### Provided records:

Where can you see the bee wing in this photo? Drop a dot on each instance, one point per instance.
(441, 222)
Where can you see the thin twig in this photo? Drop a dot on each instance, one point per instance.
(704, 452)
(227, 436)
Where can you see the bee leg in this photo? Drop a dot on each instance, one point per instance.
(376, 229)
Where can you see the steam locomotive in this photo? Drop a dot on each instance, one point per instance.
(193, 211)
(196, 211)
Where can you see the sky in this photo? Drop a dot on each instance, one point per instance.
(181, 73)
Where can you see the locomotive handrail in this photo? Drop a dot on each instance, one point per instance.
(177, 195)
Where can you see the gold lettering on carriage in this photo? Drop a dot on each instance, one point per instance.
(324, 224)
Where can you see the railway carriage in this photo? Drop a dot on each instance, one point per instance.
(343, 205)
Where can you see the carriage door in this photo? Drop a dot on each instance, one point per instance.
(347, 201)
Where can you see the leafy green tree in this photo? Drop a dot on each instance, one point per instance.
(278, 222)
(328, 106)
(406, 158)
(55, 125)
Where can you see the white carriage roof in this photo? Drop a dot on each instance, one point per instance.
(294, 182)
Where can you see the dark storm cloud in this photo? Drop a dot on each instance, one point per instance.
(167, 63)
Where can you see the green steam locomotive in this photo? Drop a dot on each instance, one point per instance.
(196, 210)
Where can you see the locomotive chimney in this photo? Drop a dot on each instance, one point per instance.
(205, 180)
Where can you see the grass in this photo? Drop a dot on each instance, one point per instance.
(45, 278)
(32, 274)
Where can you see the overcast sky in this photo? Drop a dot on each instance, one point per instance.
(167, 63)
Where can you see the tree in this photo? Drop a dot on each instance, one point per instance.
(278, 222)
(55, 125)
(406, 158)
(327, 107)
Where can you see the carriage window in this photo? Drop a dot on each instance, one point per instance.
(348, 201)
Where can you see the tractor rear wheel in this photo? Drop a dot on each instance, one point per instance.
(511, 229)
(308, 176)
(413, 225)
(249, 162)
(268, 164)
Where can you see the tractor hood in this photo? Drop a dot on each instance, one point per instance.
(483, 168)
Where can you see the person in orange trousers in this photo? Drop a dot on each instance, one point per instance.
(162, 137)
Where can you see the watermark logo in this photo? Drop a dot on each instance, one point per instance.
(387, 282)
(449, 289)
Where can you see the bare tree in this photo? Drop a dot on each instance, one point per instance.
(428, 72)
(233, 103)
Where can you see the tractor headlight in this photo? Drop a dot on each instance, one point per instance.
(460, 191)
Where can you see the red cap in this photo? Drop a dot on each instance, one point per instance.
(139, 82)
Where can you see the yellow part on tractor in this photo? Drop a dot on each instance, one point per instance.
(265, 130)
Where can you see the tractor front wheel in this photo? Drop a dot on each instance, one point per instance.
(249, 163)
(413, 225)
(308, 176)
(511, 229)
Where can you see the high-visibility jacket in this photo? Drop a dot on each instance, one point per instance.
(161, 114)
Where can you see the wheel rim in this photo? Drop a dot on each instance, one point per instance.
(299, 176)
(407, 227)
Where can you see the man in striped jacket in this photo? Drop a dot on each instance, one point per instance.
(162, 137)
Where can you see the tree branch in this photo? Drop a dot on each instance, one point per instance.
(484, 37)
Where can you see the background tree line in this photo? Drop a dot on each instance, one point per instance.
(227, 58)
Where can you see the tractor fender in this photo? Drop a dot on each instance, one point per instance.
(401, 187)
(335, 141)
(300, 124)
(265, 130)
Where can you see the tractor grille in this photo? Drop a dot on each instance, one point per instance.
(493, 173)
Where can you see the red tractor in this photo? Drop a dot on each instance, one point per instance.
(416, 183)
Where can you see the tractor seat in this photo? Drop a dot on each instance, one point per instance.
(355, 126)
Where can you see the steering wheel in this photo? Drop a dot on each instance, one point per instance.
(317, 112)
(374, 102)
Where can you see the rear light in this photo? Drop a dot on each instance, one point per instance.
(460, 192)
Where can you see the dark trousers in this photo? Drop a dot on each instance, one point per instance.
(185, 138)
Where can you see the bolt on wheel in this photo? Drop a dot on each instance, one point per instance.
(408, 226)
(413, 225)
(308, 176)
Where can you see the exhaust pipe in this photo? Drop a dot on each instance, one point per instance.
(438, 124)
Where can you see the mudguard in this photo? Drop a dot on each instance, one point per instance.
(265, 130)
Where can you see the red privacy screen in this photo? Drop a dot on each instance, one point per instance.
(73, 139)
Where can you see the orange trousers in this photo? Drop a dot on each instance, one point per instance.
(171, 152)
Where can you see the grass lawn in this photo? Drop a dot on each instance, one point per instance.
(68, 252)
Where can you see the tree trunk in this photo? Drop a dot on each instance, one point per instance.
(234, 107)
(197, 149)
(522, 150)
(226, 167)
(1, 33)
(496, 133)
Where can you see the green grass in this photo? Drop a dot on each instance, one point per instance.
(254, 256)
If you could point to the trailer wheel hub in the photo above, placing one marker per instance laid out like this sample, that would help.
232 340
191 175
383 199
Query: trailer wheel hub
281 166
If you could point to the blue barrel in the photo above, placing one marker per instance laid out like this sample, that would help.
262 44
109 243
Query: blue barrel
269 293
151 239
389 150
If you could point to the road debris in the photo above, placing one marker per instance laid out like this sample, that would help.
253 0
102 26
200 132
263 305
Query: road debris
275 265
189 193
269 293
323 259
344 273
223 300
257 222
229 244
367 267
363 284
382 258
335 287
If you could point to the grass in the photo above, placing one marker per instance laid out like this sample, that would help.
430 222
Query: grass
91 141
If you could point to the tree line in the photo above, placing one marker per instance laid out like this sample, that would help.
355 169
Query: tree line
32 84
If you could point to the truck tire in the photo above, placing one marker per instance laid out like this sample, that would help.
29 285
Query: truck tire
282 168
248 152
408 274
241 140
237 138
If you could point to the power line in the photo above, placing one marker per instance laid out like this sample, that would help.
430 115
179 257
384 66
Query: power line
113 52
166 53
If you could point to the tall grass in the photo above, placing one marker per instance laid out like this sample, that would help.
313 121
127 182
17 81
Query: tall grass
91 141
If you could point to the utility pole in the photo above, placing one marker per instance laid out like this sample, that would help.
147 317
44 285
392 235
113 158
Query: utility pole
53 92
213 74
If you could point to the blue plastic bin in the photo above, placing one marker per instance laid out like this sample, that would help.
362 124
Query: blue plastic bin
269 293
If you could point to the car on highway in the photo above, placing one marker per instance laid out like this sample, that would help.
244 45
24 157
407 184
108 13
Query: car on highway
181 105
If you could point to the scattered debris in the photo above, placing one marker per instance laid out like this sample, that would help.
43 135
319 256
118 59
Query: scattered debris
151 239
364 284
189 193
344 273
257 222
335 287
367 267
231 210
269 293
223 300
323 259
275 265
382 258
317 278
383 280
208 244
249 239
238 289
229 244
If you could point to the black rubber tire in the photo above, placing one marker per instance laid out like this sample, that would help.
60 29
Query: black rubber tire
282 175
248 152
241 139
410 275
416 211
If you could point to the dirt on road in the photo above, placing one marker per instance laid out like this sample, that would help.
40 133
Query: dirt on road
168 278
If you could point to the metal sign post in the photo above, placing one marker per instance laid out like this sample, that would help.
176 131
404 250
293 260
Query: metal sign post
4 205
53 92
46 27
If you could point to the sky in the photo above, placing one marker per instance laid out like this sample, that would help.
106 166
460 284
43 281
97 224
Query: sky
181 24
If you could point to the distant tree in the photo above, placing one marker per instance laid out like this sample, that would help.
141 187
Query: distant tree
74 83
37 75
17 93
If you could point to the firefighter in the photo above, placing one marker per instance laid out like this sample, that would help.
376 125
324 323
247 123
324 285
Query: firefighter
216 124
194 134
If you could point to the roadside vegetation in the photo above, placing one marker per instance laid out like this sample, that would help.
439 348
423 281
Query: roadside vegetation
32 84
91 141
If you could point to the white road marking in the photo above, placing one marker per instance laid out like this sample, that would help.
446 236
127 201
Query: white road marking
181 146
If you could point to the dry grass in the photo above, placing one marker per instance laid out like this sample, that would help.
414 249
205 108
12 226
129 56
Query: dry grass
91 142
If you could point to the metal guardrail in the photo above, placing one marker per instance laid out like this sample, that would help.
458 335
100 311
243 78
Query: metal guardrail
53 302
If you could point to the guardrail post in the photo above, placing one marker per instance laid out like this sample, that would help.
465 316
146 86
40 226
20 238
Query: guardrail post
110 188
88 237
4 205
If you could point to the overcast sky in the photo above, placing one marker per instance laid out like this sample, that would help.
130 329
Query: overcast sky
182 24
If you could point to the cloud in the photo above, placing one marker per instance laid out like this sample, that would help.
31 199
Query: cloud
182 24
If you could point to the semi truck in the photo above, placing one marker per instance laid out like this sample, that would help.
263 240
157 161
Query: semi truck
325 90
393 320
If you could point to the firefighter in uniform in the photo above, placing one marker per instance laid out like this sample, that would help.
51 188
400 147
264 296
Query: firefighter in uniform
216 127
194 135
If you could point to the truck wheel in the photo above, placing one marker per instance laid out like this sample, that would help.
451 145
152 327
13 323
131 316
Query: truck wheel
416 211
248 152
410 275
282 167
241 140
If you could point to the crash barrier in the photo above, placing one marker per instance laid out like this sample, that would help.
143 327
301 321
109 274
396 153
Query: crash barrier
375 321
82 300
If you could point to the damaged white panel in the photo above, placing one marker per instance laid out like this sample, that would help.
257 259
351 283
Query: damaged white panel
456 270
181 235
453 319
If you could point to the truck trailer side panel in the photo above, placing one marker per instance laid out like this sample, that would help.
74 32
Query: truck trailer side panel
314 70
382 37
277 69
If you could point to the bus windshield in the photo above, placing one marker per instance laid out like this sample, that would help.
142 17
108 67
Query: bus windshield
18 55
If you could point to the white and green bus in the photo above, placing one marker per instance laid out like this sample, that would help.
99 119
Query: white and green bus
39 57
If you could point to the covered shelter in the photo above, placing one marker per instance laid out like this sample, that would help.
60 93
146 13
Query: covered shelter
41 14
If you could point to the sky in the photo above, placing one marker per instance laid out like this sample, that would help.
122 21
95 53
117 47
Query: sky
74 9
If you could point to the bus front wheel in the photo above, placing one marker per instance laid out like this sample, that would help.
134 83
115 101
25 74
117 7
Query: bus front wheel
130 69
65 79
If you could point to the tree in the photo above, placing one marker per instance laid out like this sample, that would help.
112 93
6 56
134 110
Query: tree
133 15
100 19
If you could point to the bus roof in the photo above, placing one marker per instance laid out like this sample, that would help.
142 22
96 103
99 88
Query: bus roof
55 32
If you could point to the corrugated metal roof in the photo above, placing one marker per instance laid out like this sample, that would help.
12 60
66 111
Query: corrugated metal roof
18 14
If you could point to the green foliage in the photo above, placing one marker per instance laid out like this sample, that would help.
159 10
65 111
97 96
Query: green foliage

### What the task asks:
Above are the records. Copy every line in them holding "foliage".

### Your solution:
If you could point to the green foliage in the photo above, placing one marker per instance laid out like this sample, that would help.
Query: green foliage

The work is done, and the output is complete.